* **WHAT TO WORK ON**
1. Using the text on Martin Mc Guinness, name every person described as present at his funeral or at the graveside.
2. Answer these from the text on Martin Mc Guinness:
(a) In which city did the writer meet Mc Guinness?
(b) Who documented the recent Sinn Fein – DUP draft deal?
(c) Where did rugby give Ulster and Ireland a glimmer of hope?

* **EXERCISE TEXT**
**********

Martin Mc Guinness was a potent player in the conflict. But whatever any of us think of him and what he did – and we all own our own perceptions and memories, he played a greater part in concluding the conflict than he did in starting it. Each one of us, whether we identify as British, Irish or neither has a responsibility on how we manage our perceptions of people like Mc Guinness and, more generally, “the other”, difficult as that might be.
I have no idea what precisely moved and motivated Martin Mc Guinness to so meticulously help break the cycle of violence. Whatever it was, it is likely that his role going forward from when I met him in Brussels will be the more prominent part of his legacy.
As stated, pain and anger are still plainly palatable and that needs to be acknowledged and dealt with by politicians and other contemporary players. This certainly requires more sensitivity and subtlety. Spectaculars, even of the political or rhetorical kind no, I don’t think so.
Calls for border polls, ostentatious commemorations and rigid adherence to dogma like abstention do not help. If “tremendous progress,” to paraphrase Mc Guinness, is to be made, everyone with any responsibility, from both our two main traditions, will have to try to emulate the Bogside man’s incredible capacity for meticulous choreography and outreach.
Martin Mc Guinness evolved into a consummate and effective politician. His remarkable relationship with Ian Paisley was gold standard reconciliation. Shaking hands with Queen Elizabeth II, reached out to unionism in a very vivid way, that they have largely failed to acknowledge. It was a monumental concession for an Irish Republican to make. The Queen reciprocated appropriately. They seemed to have had a warm and natural rapport?
Martin Mc Guinness’ funeral was a popular spectacle and a showcase of the great and good. Former United States President, Bill Clinton, delivered an eloquent eulogy. Arlene Foster’s attendance was poignant, as was Michele O Neill awkwardly stretching back over peopled pews to shake hands. The applause Foster received in Derry’s Long Tower Church, despite the political stalemate not long under way then, showed that the space and opportunity for a deal was in the “Londonderry” air that day.
The recent Sinn Fein – DUP draft deal, so meticulously documented by Eammon Mallie and Brian Rowan on this website, could well prove to be the high water-mark of that “space and opportunity.” Brussels, where I met Mc Guinness, is where the centre of gravity between London and Dublin will be played out in the coming months. Belfast has been eclipsed and has missed a trick, as history will probably prove.
The graveside contrasted starkly with the church. Gerry Adams TD, the long, looming giant of Irish Republicanism, spearheaded ritual at the grave. On either side of him were the leading ladies of Republicanism: Michele O Neill and Mary Lou Mc Donald. Mc Donald, who seemed less comfortable with the ritual, nonetheless, through her demeanour, cut the presidential figure that she has been groomed to become.
Like Mc Guinness she is a consummate politician, without which republicanism would be in trouble. She shifts the Sinn Fein focus to the South. She has her work cut out in a party with huge baggage. She is something of an enigma, has gravitas and guile. Will it be enough? If so, she could be destined for a truly epic future.
The next five years are going to be crucial and testing for both parts of Ireland, Britain and Europe. If sport provides a fitting political metaphor, rugby provided Ulster and Ireland with a glimmer of hope on a cold St Patrick’s Day in Twickenham. If he had still been alive Martin Mc Guinness, apparently a keen cricket fan would have been at the match and worked it like a meeting-room in a now demolished, atmospheric, old Brussels hotel.

**********

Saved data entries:
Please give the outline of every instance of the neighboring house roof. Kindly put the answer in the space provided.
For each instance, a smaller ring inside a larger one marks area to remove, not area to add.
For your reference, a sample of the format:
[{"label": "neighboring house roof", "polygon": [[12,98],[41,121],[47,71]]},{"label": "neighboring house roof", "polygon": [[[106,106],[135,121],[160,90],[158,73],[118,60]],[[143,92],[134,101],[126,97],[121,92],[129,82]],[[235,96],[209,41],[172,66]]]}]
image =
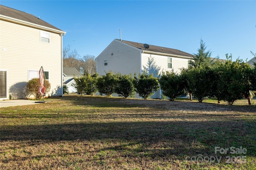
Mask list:
[{"label": "neighboring house roof", "polygon": [[39,17],[36,17],[33,15],[26,13],[25,12],[19,11],[18,10],[2,5],[0,5],[0,15],[2,17],[3,16],[4,16],[12,18],[15,18],[28,23],[32,23],[63,31],[57,27],[41,20]]},{"label": "neighboring house roof", "polygon": [[73,80],[74,80],[74,78],[70,78],[70,79],[68,80],[66,82],[64,82],[64,84],[68,84],[69,82],[71,82],[71,81],[72,81]]},{"label": "neighboring house roof", "polygon": [[[116,39],[118,40],[117,39]],[[121,41],[121,40],[119,41]],[[124,40],[122,40],[121,41],[136,48],[141,49],[142,50],[179,56],[187,56],[192,57],[194,57],[193,55],[176,49],[149,45],[149,48],[145,49],[144,47],[144,44]]]},{"label": "neighboring house roof", "polygon": [[83,76],[76,68],[74,67],[63,67],[63,74],[65,76]]}]

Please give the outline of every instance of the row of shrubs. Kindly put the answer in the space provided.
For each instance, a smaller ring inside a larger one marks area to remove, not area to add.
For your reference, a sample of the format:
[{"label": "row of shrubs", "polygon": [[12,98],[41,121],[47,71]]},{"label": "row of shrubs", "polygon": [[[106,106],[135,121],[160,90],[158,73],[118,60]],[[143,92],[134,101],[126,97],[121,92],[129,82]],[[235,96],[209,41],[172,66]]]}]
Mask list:
[{"label": "row of shrubs", "polygon": [[216,62],[211,66],[199,66],[181,69],[179,74],[162,71],[158,77],[144,72],[121,75],[112,71],[100,77],[87,74],[75,77],[74,85],[80,94],[94,95],[98,91],[110,96],[116,93],[124,98],[132,97],[135,92],[147,99],[161,88],[162,94],[173,101],[180,95],[189,93],[202,102],[206,98],[216,98],[232,105],[237,100],[250,100],[256,91],[256,67],[242,61]]}]

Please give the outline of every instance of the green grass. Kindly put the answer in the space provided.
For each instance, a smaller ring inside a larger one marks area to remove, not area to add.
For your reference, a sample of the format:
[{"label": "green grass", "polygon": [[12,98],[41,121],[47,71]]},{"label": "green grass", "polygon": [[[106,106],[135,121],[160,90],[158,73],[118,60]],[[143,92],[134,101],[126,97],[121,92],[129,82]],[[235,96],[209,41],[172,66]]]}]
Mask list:
[{"label": "green grass", "polygon": [[[0,169],[255,169],[256,106],[68,95],[0,109]],[[181,100],[179,99],[179,100]],[[246,154],[214,153],[240,146]],[[202,155],[202,156],[201,156]],[[246,160],[228,157],[246,156]],[[196,157],[198,161],[192,161]],[[219,164],[200,161],[222,156]]]}]

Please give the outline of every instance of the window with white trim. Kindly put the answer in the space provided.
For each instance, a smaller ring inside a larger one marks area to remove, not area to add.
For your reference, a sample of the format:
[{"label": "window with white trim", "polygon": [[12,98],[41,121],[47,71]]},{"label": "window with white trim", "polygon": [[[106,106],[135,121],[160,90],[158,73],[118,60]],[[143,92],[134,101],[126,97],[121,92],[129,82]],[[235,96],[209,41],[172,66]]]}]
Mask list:
[{"label": "window with white trim", "polygon": [[171,57],[168,57],[167,59],[167,63],[168,68],[172,68],[172,58]]},{"label": "window with white trim", "polygon": [[50,33],[40,31],[40,41],[41,42],[50,43]]},{"label": "window with white trim", "polygon": [[104,65],[107,66],[108,65],[108,60],[104,60]]},{"label": "window with white trim", "polygon": [[192,62],[192,61],[191,61],[190,60],[188,61],[188,68],[190,68],[191,67],[192,67],[192,65],[191,65],[191,62]]},{"label": "window with white trim", "polygon": [[[49,81],[49,72],[44,71],[45,76],[45,80]],[[39,78],[39,71],[29,70],[28,70],[28,80],[30,80],[32,78]]]}]

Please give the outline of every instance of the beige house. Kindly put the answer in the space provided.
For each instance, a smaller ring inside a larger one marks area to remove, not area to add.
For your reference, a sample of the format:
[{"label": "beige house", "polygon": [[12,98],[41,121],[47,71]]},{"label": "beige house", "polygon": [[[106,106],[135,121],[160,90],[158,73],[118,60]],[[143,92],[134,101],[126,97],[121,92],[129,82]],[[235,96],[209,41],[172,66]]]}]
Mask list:
[{"label": "beige house", "polygon": [[26,86],[42,66],[51,84],[46,96],[62,96],[62,36],[41,19],[0,6],[0,100],[26,97]]},{"label": "beige house", "polygon": [[74,80],[74,77],[83,76],[76,68],[73,67],[63,67],[63,85],[67,86],[67,90],[70,93],[76,93],[77,89],[73,86],[76,84]]}]

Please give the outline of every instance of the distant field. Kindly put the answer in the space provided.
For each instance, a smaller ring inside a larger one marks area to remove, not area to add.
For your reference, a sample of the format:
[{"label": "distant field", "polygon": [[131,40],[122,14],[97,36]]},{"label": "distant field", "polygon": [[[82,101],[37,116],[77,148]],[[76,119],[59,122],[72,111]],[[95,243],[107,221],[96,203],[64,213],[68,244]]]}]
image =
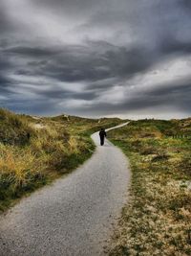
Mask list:
[{"label": "distant field", "polygon": [[191,255],[191,119],[134,121],[108,135],[132,169],[110,255]]},{"label": "distant field", "polygon": [[0,108],[0,212],[82,164],[95,151],[90,134],[121,122],[32,117]]}]

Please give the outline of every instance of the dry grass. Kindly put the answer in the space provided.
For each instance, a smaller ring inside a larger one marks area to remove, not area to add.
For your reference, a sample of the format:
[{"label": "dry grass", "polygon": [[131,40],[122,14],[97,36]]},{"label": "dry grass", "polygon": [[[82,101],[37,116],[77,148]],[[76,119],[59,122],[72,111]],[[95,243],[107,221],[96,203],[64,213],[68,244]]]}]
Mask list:
[{"label": "dry grass", "polygon": [[32,118],[0,108],[0,211],[89,158],[90,134],[119,119]]},{"label": "dry grass", "polygon": [[132,122],[109,134],[132,169],[130,201],[110,255],[191,255],[191,143],[166,135],[183,132],[184,122]]}]

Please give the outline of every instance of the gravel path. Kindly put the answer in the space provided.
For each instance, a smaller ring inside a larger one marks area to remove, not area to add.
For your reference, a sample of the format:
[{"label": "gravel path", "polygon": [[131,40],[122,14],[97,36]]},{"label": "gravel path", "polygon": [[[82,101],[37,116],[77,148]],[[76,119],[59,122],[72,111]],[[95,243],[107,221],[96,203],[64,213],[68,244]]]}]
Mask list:
[{"label": "gravel path", "polygon": [[99,146],[97,132],[92,138],[96,151],[84,165],[0,217],[0,256],[104,255],[130,172],[119,149]]}]

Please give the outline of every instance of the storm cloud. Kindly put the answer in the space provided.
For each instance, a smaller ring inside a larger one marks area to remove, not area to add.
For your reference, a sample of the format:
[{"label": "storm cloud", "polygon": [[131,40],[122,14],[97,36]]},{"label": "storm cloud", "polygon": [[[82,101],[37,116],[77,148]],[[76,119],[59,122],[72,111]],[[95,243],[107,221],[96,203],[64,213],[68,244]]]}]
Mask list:
[{"label": "storm cloud", "polygon": [[188,0],[2,0],[1,106],[31,114],[191,114]]}]

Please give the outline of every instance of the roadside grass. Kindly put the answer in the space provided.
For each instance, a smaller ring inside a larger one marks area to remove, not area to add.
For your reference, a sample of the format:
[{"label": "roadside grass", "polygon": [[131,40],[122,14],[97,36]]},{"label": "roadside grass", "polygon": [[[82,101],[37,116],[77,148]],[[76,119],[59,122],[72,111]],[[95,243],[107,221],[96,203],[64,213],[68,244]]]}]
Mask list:
[{"label": "roadside grass", "polygon": [[191,255],[191,137],[185,133],[191,134],[191,119],[134,121],[108,133],[132,170],[110,256]]},{"label": "roadside grass", "polygon": [[32,117],[0,108],[0,212],[82,164],[95,151],[90,134],[121,122]]}]

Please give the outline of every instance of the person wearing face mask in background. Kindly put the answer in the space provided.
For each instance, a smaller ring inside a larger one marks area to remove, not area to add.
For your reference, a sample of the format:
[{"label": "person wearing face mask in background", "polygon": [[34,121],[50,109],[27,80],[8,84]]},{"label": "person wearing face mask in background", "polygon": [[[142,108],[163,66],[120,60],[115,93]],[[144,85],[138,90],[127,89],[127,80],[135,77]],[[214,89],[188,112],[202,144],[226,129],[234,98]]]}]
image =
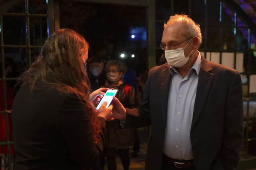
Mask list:
[{"label": "person wearing face mask in background", "polygon": [[149,71],[140,108],[119,104],[116,117],[124,127],[151,125],[146,170],[234,170],[243,137],[239,73],[200,54],[200,25],[188,16],[164,27],[167,63]]},{"label": "person wearing face mask in background", "polygon": [[106,73],[104,70],[104,61],[96,57],[88,60],[87,68],[92,91],[102,87],[105,83]]},{"label": "person wearing face mask in background", "polygon": [[[118,89],[116,97],[125,107],[135,108],[138,107],[134,88],[131,85],[124,83],[122,78],[125,72],[124,65],[116,60],[109,61],[106,64],[106,79],[104,87]],[[108,170],[116,170],[116,154],[117,153],[121,158],[124,170],[128,170],[130,158],[129,147],[134,142],[134,128],[123,129],[120,127],[118,120],[106,122],[107,136],[104,154],[107,157]]]}]

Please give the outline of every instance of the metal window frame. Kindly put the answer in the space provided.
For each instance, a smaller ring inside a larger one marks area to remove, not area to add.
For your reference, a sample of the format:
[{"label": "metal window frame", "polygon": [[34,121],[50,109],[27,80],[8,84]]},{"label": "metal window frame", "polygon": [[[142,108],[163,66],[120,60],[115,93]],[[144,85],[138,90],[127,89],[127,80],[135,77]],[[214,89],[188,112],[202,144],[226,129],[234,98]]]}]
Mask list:
[{"label": "metal window frame", "polygon": [[[28,55],[27,56],[27,61],[28,62],[28,66],[30,67],[31,66],[31,49],[41,48],[42,45],[31,45],[30,43],[30,17],[38,17],[40,18],[48,18],[48,27],[50,30],[50,33],[53,32],[54,30],[54,23],[53,17],[53,9],[52,8],[53,6],[53,0],[48,0],[48,3],[47,4],[48,7],[48,14],[30,14],[29,11],[29,0],[23,0],[24,2],[24,5],[25,6],[26,11],[24,13],[5,13],[7,10],[10,8],[12,6],[18,2],[18,0],[12,0],[10,1],[6,5],[7,6],[4,6],[1,8],[1,13],[0,13],[0,27],[1,28],[1,39],[0,44],[0,48],[1,49],[1,61],[2,67],[2,75],[0,78],[3,83],[4,91],[4,110],[0,110],[0,114],[4,114],[4,119],[5,122],[5,128],[6,133],[6,140],[5,141],[0,141],[0,146],[6,146],[7,148],[7,159],[8,160],[8,166],[9,169],[11,169],[13,167],[12,166],[11,156],[10,154],[10,145],[13,145],[14,142],[10,140],[9,135],[9,127],[8,124],[8,114],[11,113],[11,110],[7,110],[7,99],[6,99],[6,81],[16,80],[18,78],[6,78],[5,77],[5,68],[4,67],[4,48],[24,48],[28,49]],[[47,2],[47,1],[46,1]],[[4,10],[3,9],[5,10]],[[26,24],[27,31],[26,31],[26,45],[9,45],[4,44],[4,25],[3,24],[3,16],[25,16],[26,18]],[[40,27],[40,39],[42,39],[42,27]],[[42,43],[41,43],[42,44]],[[41,44],[42,45],[42,44]]]}]

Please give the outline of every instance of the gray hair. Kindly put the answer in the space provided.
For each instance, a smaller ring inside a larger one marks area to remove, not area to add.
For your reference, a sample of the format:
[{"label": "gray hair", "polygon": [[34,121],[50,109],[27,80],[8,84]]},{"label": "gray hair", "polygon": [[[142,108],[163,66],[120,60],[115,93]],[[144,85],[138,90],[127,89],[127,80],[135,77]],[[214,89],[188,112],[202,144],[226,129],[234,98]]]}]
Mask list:
[{"label": "gray hair", "polygon": [[187,15],[175,14],[170,17],[170,19],[167,23],[164,24],[164,29],[170,25],[171,23],[177,22],[184,23],[187,27],[188,33],[190,36],[196,37],[198,39],[198,48],[202,44],[202,33],[200,29],[200,25],[196,24],[195,22]]}]

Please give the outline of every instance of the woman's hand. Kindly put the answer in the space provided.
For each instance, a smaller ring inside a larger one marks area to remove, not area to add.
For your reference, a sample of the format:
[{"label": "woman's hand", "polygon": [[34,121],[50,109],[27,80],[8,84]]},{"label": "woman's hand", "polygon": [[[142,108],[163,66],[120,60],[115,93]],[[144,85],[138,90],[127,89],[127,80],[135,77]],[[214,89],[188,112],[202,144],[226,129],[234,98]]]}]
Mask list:
[{"label": "woman's hand", "polygon": [[114,119],[124,120],[126,117],[126,109],[115,97],[113,98],[113,115]]},{"label": "woman's hand", "polygon": [[103,97],[103,95],[105,94],[105,93],[102,92],[105,92],[108,89],[108,88],[102,88],[93,92],[90,94],[89,97],[90,101],[93,103],[94,105],[98,105],[101,98]]},{"label": "woman's hand", "polygon": [[98,116],[103,117],[105,121],[109,119],[112,115],[113,106],[110,105],[108,108],[106,108],[107,104],[108,102],[105,102],[98,111]]}]

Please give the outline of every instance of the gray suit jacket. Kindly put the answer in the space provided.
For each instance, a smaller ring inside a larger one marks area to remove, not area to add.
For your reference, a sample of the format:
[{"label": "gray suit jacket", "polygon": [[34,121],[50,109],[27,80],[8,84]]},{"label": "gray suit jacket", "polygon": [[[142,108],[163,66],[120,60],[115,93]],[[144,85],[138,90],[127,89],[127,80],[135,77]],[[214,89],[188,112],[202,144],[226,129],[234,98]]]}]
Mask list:
[{"label": "gray suit jacket", "polygon": [[[127,109],[126,127],[152,125],[146,170],[160,170],[172,76],[168,64],[151,69],[139,109]],[[190,131],[197,170],[234,170],[243,141],[242,83],[236,70],[202,57]]]}]

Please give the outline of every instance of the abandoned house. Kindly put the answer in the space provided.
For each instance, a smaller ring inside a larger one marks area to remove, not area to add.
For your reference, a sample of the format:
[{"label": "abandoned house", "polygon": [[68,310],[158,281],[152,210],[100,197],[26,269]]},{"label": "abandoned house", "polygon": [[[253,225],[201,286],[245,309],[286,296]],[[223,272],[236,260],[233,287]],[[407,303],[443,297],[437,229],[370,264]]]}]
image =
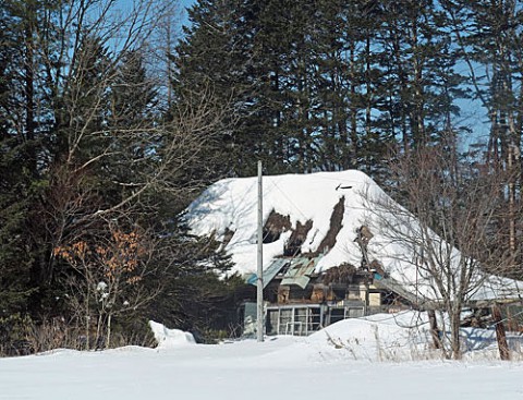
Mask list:
[{"label": "abandoned house", "polygon": [[[342,202],[339,205],[341,208]],[[332,215],[336,220],[336,207]],[[278,230],[287,226],[284,217],[271,213],[265,225],[265,240],[276,240]],[[398,312],[416,303],[415,295],[388,277],[378,260],[368,259],[366,246],[373,234],[365,226],[357,230],[354,240],[362,253],[360,266],[345,263],[317,272],[316,266],[328,252],[339,228],[336,222],[331,223],[330,239],[327,234],[317,252],[302,254],[300,249],[311,223],[297,222],[283,254],[272,258],[265,268],[266,335],[306,336],[341,319]],[[254,286],[256,281],[256,275],[247,279],[247,283]],[[255,326],[255,303],[246,302],[242,313],[248,335]]]}]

**********

* **EXERCISE ANSWERS**
1. Bill Clinton, Arlene Foster, Michele O Neill, Gerry Adams, Mary Lou Mc Donald

2.
(a) Brussels
(b) Eammon Mallie and Brian Rowan
(c) Twickenham, on St Patrick's Day